● Assignment
Pictures should be excluded; otherwise, copy every entry exactly.

● Stored data
═══
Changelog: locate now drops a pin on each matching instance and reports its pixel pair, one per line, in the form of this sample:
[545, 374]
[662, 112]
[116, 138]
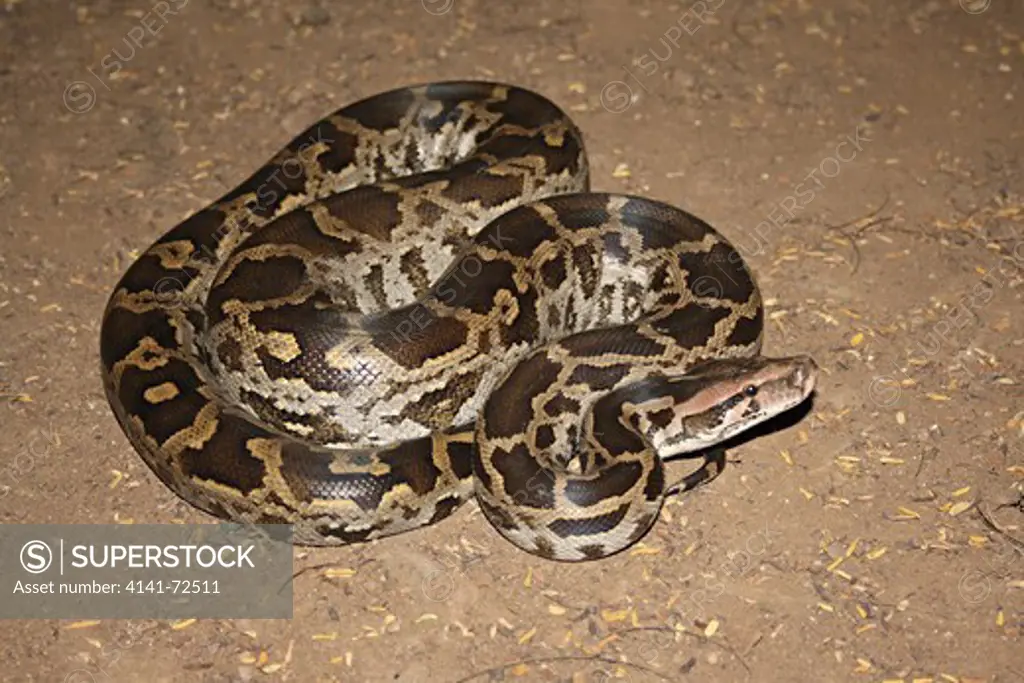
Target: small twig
[990, 523]
[862, 224]
[566, 657]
═══
● Reply to the exercise
Changelog: locate now drops a pin on each matching instance and reports its pixel pair, one per line, in the form of this sample:
[545, 374]
[662, 112]
[116, 138]
Target: small twig
[990, 523]
[862, 224]
[566, 657]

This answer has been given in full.